§ INFORMATION PROVIDED
━━━━
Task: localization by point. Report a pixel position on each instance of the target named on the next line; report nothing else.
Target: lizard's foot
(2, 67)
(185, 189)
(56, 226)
━━━━
Transcribe the whole listing above, keeping each line exactly as written.

Task: localization by point. Report a pixel position on each instance of the target named on the next line; report nothing else.
Target: lizard's foot
(2, 67)
(185, 189)
(56, 226)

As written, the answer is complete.